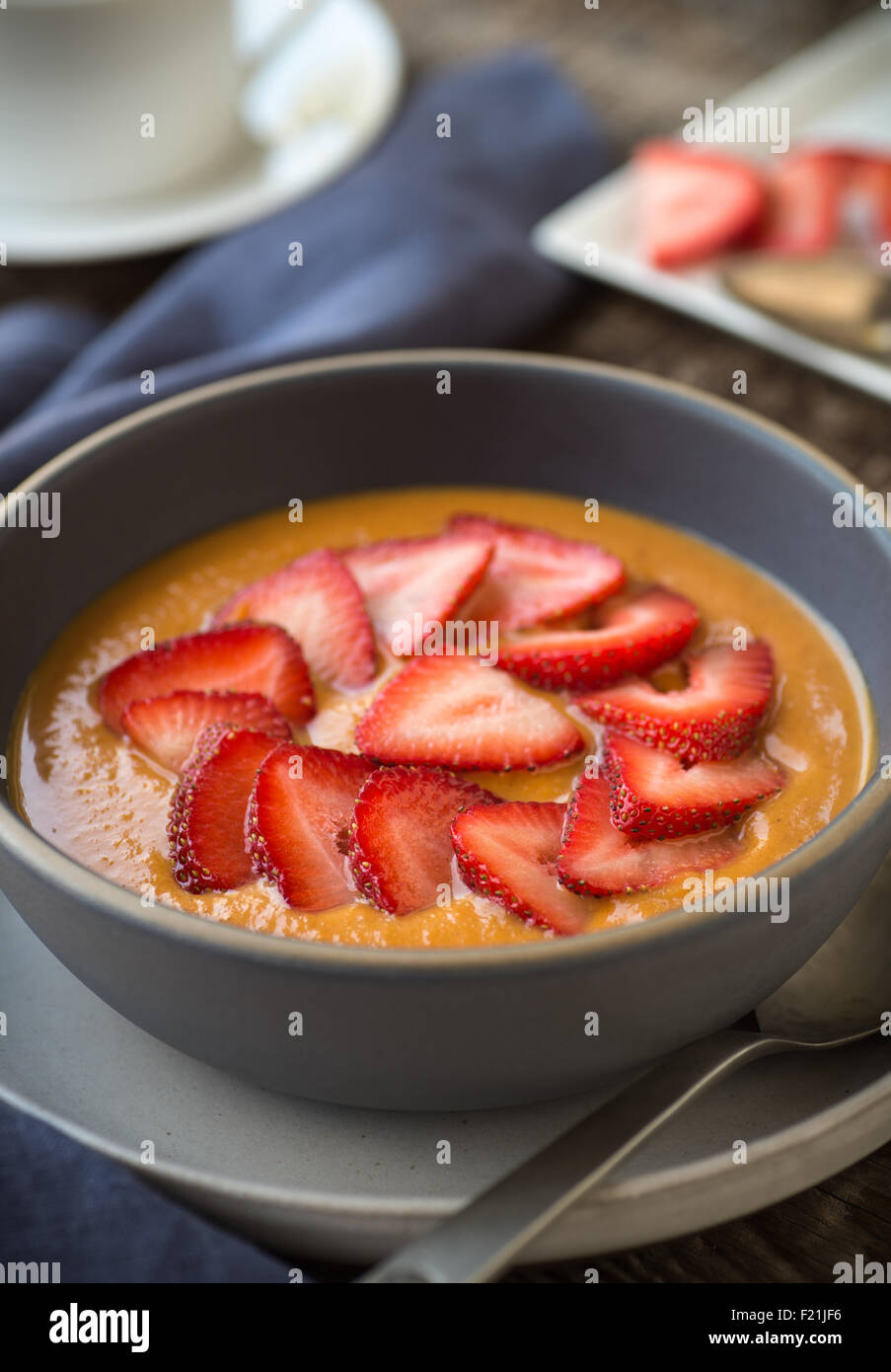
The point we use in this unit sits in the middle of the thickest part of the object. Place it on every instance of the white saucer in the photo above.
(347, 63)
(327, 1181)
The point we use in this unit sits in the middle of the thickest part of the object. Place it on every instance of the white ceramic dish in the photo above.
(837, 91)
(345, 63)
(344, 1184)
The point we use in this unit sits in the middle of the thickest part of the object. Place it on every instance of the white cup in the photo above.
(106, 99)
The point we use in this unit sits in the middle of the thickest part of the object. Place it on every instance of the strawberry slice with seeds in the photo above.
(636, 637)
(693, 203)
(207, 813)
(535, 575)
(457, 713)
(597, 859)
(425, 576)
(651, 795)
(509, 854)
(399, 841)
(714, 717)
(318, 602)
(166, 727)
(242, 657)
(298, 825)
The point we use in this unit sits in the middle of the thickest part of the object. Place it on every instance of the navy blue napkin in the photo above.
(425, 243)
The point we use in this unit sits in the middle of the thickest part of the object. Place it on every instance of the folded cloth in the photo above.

═══

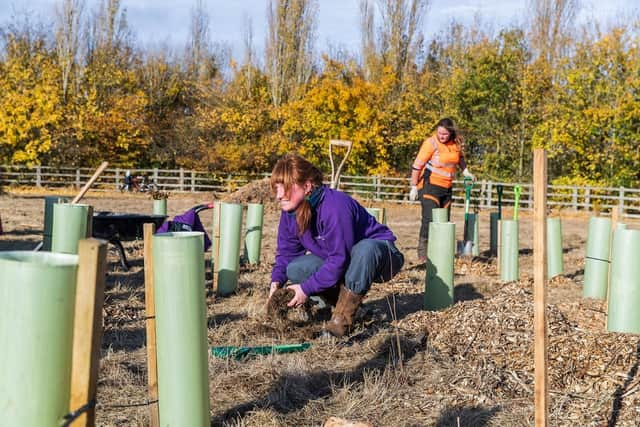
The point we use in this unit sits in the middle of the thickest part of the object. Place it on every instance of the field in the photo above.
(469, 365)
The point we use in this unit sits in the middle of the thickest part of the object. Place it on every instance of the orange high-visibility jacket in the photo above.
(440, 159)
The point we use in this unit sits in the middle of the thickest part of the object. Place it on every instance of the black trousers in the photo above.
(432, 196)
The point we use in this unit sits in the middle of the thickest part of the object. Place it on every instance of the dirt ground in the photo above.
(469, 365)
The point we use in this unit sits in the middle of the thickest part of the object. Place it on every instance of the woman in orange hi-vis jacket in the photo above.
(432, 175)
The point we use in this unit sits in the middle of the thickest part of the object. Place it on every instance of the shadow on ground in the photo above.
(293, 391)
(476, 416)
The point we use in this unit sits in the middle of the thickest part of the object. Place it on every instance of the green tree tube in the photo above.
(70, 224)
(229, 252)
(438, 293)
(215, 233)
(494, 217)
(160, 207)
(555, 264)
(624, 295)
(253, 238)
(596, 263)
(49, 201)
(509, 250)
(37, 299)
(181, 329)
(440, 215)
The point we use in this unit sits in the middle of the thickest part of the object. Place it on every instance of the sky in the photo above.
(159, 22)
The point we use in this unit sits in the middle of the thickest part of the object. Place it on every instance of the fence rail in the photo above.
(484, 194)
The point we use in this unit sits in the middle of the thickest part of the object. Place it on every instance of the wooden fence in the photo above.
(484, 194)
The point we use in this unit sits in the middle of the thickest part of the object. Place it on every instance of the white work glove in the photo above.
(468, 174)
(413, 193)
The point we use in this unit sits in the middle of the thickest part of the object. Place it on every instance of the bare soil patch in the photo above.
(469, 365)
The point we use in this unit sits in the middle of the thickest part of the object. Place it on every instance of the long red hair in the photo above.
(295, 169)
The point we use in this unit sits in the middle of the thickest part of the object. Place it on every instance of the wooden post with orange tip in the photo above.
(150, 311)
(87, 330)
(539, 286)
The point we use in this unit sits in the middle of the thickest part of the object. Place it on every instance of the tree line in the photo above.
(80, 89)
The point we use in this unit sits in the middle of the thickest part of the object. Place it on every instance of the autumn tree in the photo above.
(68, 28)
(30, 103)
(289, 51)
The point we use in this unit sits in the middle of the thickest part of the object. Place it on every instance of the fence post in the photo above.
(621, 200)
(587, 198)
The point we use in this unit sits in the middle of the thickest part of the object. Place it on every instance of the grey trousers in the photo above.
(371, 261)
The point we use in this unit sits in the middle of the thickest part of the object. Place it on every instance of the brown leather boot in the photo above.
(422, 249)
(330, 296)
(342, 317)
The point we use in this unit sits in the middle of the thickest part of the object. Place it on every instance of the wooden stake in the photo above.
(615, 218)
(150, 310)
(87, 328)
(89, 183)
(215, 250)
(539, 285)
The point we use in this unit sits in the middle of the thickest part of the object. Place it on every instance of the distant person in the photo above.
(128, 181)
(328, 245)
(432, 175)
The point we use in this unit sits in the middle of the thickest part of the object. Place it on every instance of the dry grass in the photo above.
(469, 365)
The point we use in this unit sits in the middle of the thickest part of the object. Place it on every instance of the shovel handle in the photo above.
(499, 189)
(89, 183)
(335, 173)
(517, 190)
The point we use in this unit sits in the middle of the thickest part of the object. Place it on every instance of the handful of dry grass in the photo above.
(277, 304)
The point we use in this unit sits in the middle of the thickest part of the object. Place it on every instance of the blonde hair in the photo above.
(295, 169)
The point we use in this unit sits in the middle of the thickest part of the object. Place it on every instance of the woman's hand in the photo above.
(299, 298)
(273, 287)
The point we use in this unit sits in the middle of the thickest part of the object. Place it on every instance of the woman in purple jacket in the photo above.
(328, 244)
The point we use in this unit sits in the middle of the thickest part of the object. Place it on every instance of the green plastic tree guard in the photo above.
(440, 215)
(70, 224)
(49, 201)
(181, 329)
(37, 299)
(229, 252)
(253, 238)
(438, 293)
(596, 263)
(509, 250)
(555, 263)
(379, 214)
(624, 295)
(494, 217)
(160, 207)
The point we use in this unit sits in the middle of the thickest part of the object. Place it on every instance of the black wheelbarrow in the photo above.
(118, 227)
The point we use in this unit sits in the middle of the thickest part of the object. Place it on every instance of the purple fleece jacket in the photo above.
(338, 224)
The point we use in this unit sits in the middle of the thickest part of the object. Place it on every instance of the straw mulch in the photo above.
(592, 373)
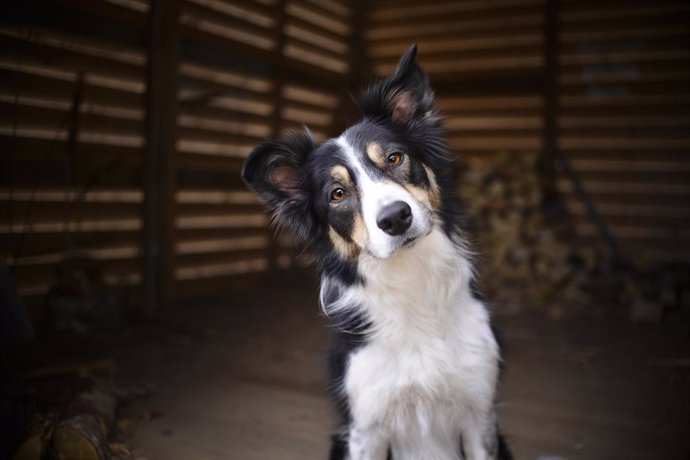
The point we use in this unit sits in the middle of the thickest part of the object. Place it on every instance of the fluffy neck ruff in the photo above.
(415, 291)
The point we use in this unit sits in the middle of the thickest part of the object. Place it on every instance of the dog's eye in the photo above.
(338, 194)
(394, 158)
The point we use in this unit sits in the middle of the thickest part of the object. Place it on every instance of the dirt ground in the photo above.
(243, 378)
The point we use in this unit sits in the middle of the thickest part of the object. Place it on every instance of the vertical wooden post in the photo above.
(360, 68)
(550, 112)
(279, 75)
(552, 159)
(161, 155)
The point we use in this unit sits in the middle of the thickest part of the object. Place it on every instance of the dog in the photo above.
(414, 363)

═══

Return each line of the rows above that contains the word "hair".

The point we use in this unit sits in the middle of the thickest part of the object. Place it on every instance of the long red hair in the photo above.
The point we use in this unit sits in the middle of the thickest part of the object. Place it on every instance of the blonde hair in the photo above.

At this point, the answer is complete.